Information provided:
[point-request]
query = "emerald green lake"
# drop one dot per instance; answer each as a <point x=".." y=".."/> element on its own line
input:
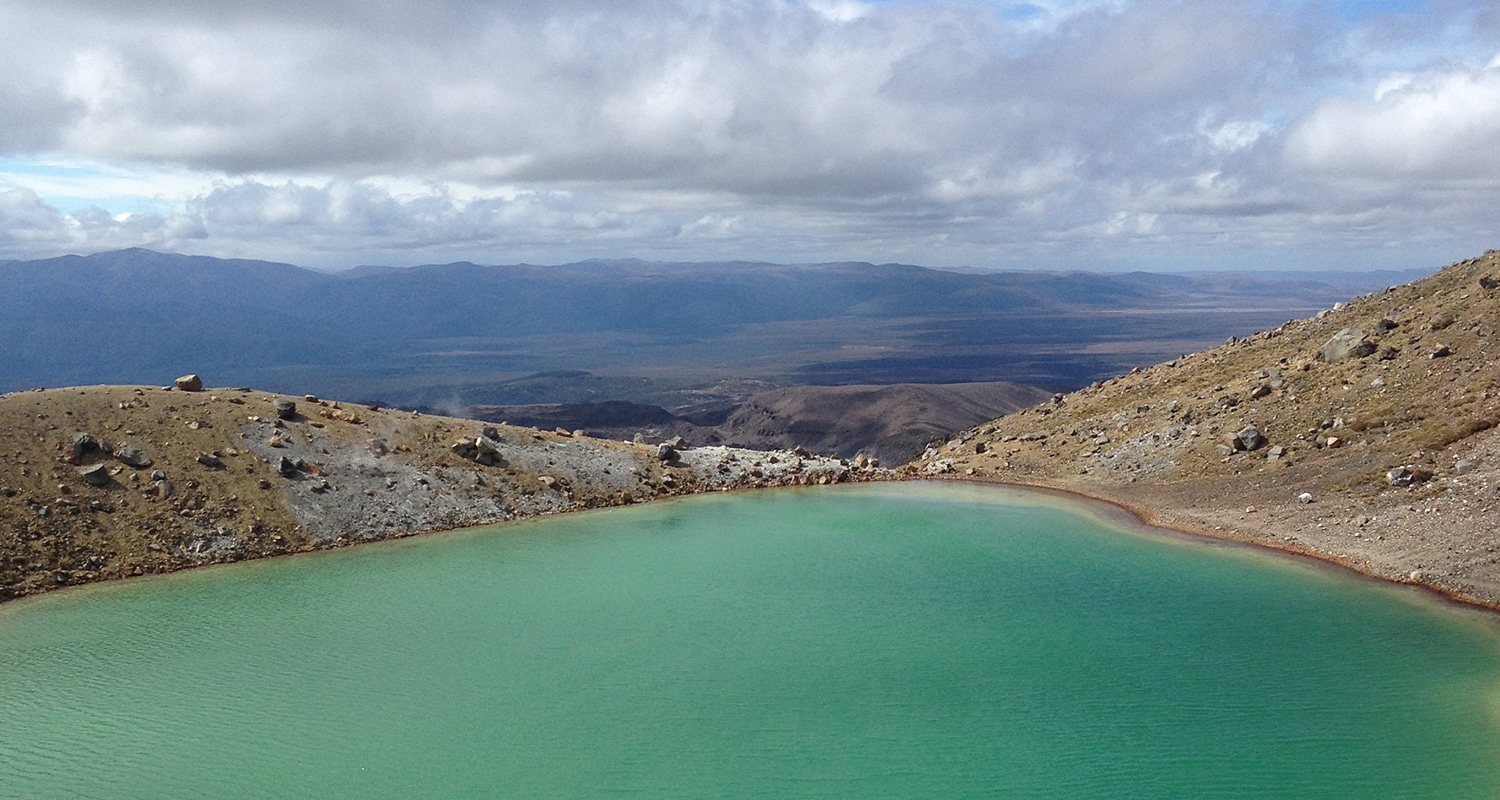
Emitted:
<point x="863" y="641"/>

Description of the task: All entries must be written out again exactly as given, with no pictures in the copy.

Written solution:
[point-request]
query = "emerald green lake"
# drop one dot per instance; answer each as a <point x=".." y=".."/> element on its own line
input:
Emitted:
<point x="863" y="641"/>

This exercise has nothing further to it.